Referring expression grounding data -
*** Block opens ***
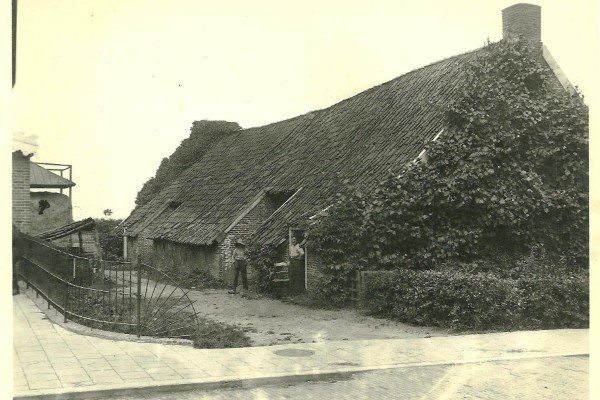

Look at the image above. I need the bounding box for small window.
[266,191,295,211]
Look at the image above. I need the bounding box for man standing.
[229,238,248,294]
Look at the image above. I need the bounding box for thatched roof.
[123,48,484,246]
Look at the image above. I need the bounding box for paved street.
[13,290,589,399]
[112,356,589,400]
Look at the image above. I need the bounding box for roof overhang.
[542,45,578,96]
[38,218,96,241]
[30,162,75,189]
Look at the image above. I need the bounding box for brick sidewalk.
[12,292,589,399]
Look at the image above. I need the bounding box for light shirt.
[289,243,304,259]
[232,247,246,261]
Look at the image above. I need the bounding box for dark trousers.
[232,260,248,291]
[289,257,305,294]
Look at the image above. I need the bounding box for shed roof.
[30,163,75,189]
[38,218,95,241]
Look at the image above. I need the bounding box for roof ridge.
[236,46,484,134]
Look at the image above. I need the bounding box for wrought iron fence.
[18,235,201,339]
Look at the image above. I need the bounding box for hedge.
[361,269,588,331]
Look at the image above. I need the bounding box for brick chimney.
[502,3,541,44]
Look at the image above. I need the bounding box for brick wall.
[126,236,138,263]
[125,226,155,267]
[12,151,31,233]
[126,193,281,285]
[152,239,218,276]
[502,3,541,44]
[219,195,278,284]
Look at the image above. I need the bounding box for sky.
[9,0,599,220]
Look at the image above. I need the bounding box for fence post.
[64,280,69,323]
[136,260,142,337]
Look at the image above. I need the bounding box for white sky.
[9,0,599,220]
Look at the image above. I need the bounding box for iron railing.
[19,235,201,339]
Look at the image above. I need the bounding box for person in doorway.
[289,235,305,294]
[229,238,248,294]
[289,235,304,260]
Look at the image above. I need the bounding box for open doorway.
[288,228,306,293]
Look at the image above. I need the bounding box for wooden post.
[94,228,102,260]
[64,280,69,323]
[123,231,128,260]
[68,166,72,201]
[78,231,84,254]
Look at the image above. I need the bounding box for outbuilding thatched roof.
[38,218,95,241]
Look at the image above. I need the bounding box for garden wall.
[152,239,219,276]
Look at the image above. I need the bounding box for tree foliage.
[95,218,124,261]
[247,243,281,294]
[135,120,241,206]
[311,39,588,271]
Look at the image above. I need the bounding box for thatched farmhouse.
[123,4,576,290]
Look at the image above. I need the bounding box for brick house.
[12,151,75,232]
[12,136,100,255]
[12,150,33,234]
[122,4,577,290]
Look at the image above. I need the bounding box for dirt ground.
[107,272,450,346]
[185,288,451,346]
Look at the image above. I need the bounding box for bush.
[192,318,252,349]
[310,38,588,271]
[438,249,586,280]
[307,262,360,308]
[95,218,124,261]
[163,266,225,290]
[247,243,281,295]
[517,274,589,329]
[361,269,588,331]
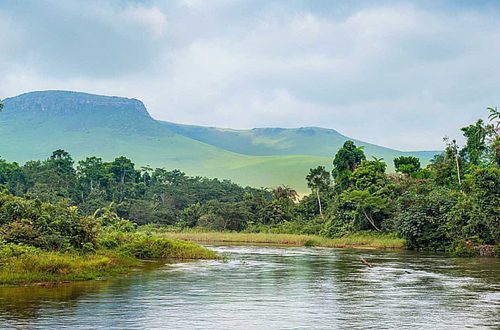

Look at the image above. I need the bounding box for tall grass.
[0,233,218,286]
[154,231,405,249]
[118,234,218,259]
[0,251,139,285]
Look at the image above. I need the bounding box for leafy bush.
*** Block closes ***
Task prompt -
Every line of the records above should be reproduced exactly, with no pictures included.

Exercise result -
Look at the image above. I need the bounding box for small window.
[266,191,295,211]
Look at the image above. I need the bounding box for man standing.
[229,238,248,294]
Look at the image above. I need the bounding box for thatched roof.
[123,48,484,246]
Look at the image above. I need the bounding box for paved street.
[13,290,589,399]
[112,356,589,400]
Look at the image above. I need the bounding box for roof overhang.
[542,45,578,96]
[38,218,96,241]
[30,162,75,189]
Look at the image above. I need the bounding box for brick sidewalk.
[12,292,589,399]
Look at the image above. I need the bounding box for light shirt.
[289,243,304,259]
[232,247,246,261]
Look at the image above. I need the bounding box for dark trousers.
[232,260,248,291]
[289,257,305,294]
Look at the image above. I need the bounding box for shed roof.
[30,163,75,189]
[38,218,95,241]
Look at the image above. I need the bounding box for roof ridge.
[236,46,484,134]
Look at the image above. I need the bounding box for wrought iron fence.
[18,235,201,339]
Look at the image above. I need the bounding box for hedge.
[361,269,588,331]
Look at the image above. I need the bounding box for brick chimney.
[502,3,541,44]
Look at the image above. I need the bounding box for brick wall.
[126,236,138,263]
[125,226,155,267]
[12,151,31,233]
[126,193,281,285]
[152,239,218,276]
[502,3,541,44]
[219,195,278,284]
Look at the image above. I need the bounding box for sky.
[9,0,599,220]
Look at the image above. I need the bounding box for fence post.
[64,280,69,323]
[136,260,142,337]
Look at the image above. I need the bounding box for white sky.
[9,0,599,220]
Look at the image above. I need the bounding box for iron railing.
[19,235,201,339]
Look at the image above. I need the bounding box for person in doorway.
[289,235,305,294]
[229,238,248,294]
[289,235,304,260]
Look at the image above. I need the bounding box for open doorway.
[288,228,306,293]
Look at the image above. I need the bounding box for wooden post.
[94,228,102,260]
[64,280,69,323]
[123,231,128,260]
[68,166,72,201]
[78,231,84,254]
Look at the image above. I need the bounding box for outbuilding thatched roof.
[38,218,95,241]
Look at the image above. I need the bounding box for garden wall.
[152,239,219,276]
Look at the image above. I need the bounding box for tree foliage.
[95,218,124,261]
[247,243,281,294]
[135,120,241,206]
[311,39,588,271]
Look at the image above. I need the bounding box for thatched farmhouse.
[123,4,576,290]
Look at the image above. I need the bounding box for brick house.
[12,151,75,232]
[12,136,100,255]
[12,150,33,234]
[122,4,577,290]
Look at the image above. I need the bounding box for dirt ground.
[107,272,450,346]
[185,288,451,346]
Look at the image above. I need the bounding box for bush.
[192,318,252,349]
[310,38,588,271]
[438,249,586,280]
[307,262,360,308]
[95,218,124,261]
[163,266,225,290]
[247,243,281,295]
[517,274,589,329]
[361,269,588,331]

Look at the image above. I need the bounding box for tall grass.
[0,233,218,286]
[154,231,405,249]
[118,234,218,259]
[0,251,139,285]
Look at the image above. I need the bounding box for leafy bush.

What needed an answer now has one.